(Dataset entries)
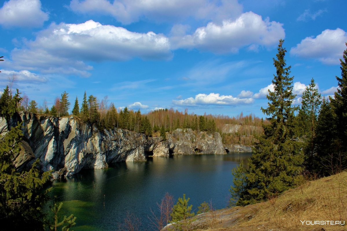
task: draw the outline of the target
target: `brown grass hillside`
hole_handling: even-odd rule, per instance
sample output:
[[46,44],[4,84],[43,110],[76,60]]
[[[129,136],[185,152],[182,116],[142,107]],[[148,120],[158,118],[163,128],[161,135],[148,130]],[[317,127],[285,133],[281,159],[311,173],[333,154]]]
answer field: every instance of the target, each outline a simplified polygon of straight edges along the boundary
[[[195,218],[191,230],[347,230],[347,172],[307,181],[266,202]],[[341,221],[345,224],[303,225],[301,220]]]

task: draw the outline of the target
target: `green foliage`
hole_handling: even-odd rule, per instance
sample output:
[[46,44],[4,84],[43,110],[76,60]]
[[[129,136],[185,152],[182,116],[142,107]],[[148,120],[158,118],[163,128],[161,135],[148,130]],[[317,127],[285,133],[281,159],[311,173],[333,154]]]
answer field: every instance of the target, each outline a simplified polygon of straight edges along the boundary
[[206,213],[211,211],[209,203],[205,201],[204,201],[201,204],[200,206],[198,206],[197,208],[198,211],[196,212],[196,214],[200,214],[201,213]]
[[61,231],[69,231],[70,228],[74,226],[76,223],[75,221],[76,217],[74,216],[74,214],[71,214],[68,217],[64,216],[64,218],[61,221],[59,221],[59,211],[63,205],[62,202],[59,204],[54,201],[53,205],[50,207],[51,211],[53,215],[53,217],[48,221],[48,224],[46,225],[50,230],[56,231],[58,228],[61,227]]
[[[270,122],[264,126],[264,134],[253,150],[249,169],[245,174],[246,188],[237,186],[232,192],[239,196],[243,205],[265,201],[294,186],[301,173],[303,158],[301,144],[294,140],[294,112],[292,106],[295,97],[292,92],[293,77],[290,77],[290,66],[285,67],[284,59],[287,51],[280,40],[277,59],[273,59],[276,68],[272,84],[274,90],[269,91],[268,107],[262,108],[270,117]],[[236,172],[239,175],[236,182],[242,184],[243,171]]]
[[66,116],[69,115],[69,109],[70,103],[69,102],[69,93],[64,91],[61,94],[61,98],[60,104],[60,116]]
[[89,108],[88,107],[88,102],[87,101],[87,92],[85,91],[84,91],[84,95],[83,96],[83,101],[82,102],[79,115],[84,121],[87,121],[89,119]]
[[32,100],[29,103],[28,106],[28,111],[36,113],[37,112],[37,103],[34,100]]
[[4,117],[8,121],[17,111],[18,106],[22,100],[19,96],[18,89],[13,97],[11,97],[8,86],[3,90],[3,93],[0,98],[0,116]]
[[16,172],[12,160],[19,151],[22,135],[18,125],[0,137],[0,220],[6,224],[2,230],[43,229],[42,208],[49,190],[43,189],[50,174],[39,170],[38,159],[29,171]]
[[174,206],[172,212],[170,214],[171,216],[171,222],[175,222],[175,226],[178,228],[180,230],[186,230],[190,224],[191,221],[188,219],[194,215],[194,213],[192,211],[193,205],[188,206],[190,198],[186,199],[186,194],[183,194],[183,198],[180,197],[177,203]]
[[78,99],[76,96],[76,99],[75,100],[75,105],[72,109],[72,114],[76,116],[79,115],[79,106],[78,106]]
[[[347,43],[346,43],[347,46]],[[330,99],[331,108],[336,115],[335,120],[338,139],[337,152],[341,156],[341,164],[347,167],[347,48],[344,51],[343,59],[341,63],[341,77],[336,77],[337,80],[337,91],[333,98]]]
[[[229,201],[229,206],[245,205],[243,203],[243,198],[241,195],[247,192],[246,173],[247,170],[244,166],[243,161],[240,163],[239,166],[231,170],[231,174],[234,176],[232,183],[234,186],[230,186],[229,189],[231,194],[231,197]],[[241,198],[239,199],[240,197]]]
[[49,114],[51,115],[52,115],[53,116],[57,116],[57,108],[56,108],[56,106],[54,105],[51,108],[51,110]]

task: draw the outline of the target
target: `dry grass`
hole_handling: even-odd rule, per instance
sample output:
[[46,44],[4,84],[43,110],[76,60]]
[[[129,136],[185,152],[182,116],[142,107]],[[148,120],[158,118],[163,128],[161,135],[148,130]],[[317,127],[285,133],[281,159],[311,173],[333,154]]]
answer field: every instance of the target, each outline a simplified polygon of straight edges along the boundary
[[347,172],[305,181],[297,188],[265,202],[222,211],[232,215],[218,220],[218,226],[206,225],[205,229],[196,230],[347,230],[347,224],[306,225],[300,221],[341,221],[346,223]]

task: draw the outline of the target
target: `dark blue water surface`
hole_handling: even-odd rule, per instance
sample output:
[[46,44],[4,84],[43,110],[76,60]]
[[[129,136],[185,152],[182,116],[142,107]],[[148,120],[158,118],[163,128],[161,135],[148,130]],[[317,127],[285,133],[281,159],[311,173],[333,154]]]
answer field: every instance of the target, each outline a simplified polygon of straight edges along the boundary
[[145,162],[116,163],[107,169],[85,170],[66,181],[54,182],[52,194],[64,203],[63,212],[77,217],[78,230],[114,230],[127,213],[141,220],[141,230],[152,230],[150,207],[166,192],[175,203],[185,194],[197,207],[204,201],[225,207],[232,183],[231,169],[249,153],[154,157]]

■ Your task ■
Find every line in the data above that contains the string "grass", matching case exactly, and copy each of those lines.

■ Problem solution ■
target: `brown grass hillside`
target: `dry grass`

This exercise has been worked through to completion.